DOCUMENT SECTION.

I shall listen to unsuitable music, wear unsuitable clothes, and read what I want to. I can act like a child, a teenager or adult. I don’t care and will be deaf to the frowns and murmurings of others.
My own deafness is incredibly useful. Without my hearing aids I sleep peacefully at night. If I get bored of conversation out they come.
I have already crossed two things off my Bucket List. Swimming with Dolphins and meeting Mickey Mouse. I also met Pooh Bear and Tigger and thoroughly enjoyed it with childish glee. Some friends could not understand this second item on my list.
No 3? I have several ideas but at my age I have plenty of time. Don’t I?
Age is therefore to each and own. Never judge a book by its cover. Underneath we may be surprised. The child may have the wisdom of an adult. The teenager may be ‘right not wrong’ and behind the wrinkles a lifetime of laughter. I find it sad when people resort to the surgeons knife to restore or maintain their beauty. They live behind a literal mask imprisoned a slave to vanity.
I have had the privilege of being at the bedside of many in their dying moments. I have watched as their pain becomes peace. And how then their face loses its lines and natural beauty is restored.
They say ‘Age is a Many Splendid Thing’ and in my measured moments I smile and agree.

SUPPLIED INFORMATION.
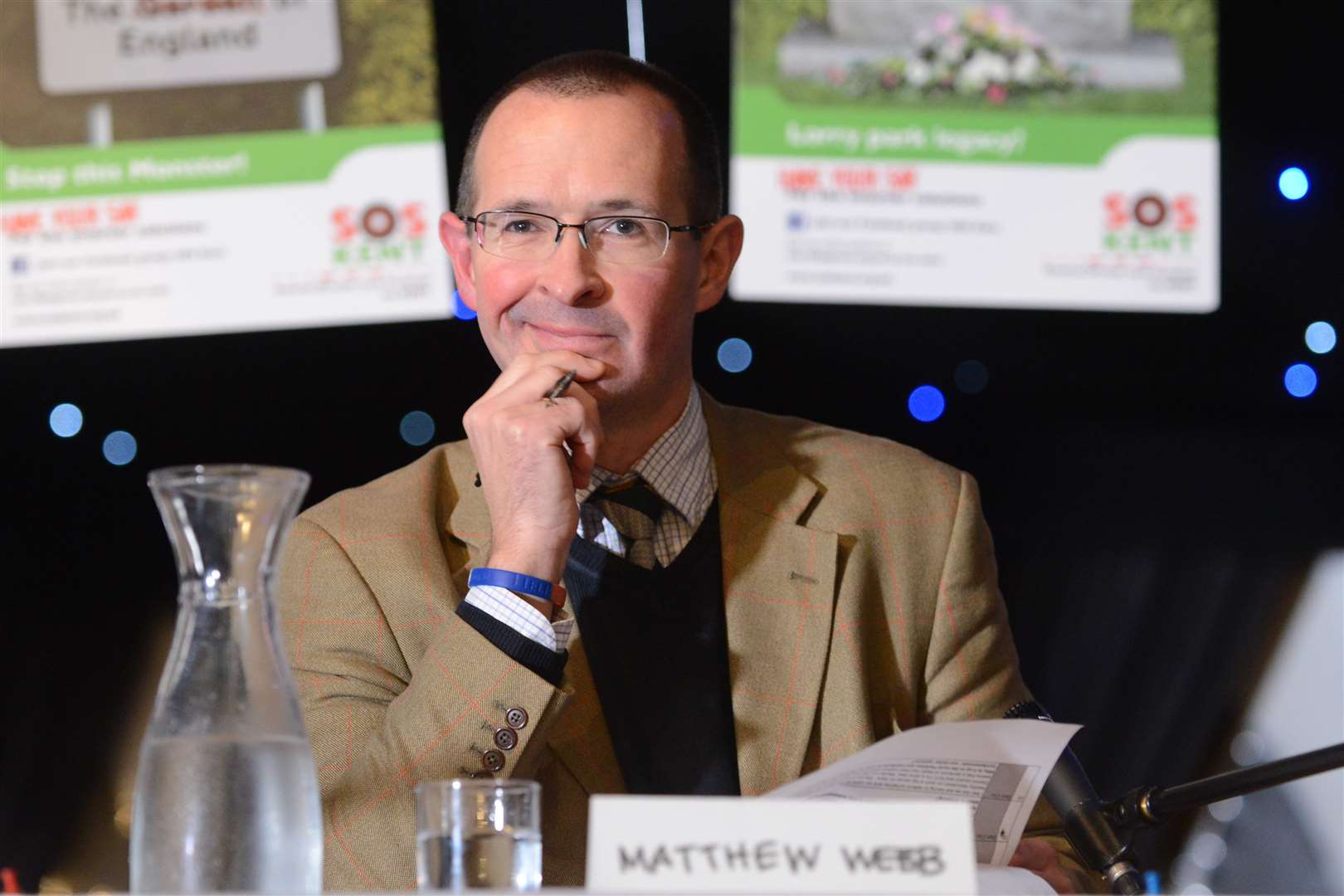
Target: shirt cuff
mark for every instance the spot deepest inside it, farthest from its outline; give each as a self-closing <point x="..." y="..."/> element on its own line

---

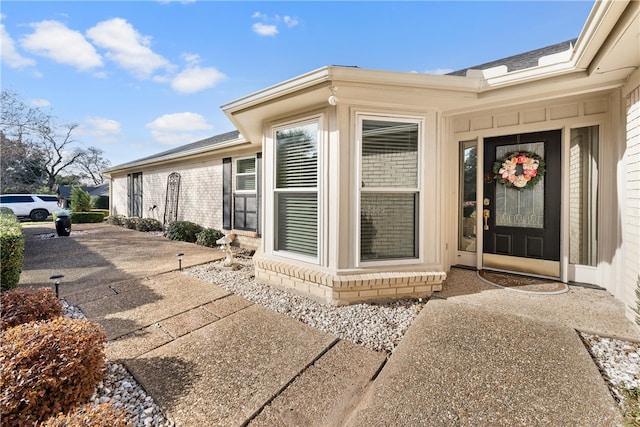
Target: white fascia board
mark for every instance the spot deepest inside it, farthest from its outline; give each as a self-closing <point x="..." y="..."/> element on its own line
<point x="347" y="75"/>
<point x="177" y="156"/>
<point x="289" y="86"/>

GIVEN PROBLEM.
Using the piece on age above, answer these questions:
(a) Which two items has the writer already crossed off the Bucket List?
(b) According to the writer, what happens at night without hearing aids?
(c) What does the writer say happens to a dying person's face once pain becomes peace?

FINAL RESULT.
(a) Swimming with Dolphins and meeting Mickey Mouse.
(b) The writer sleeps peacefully.
(c) The face loses its lines, and natural beauty is restored.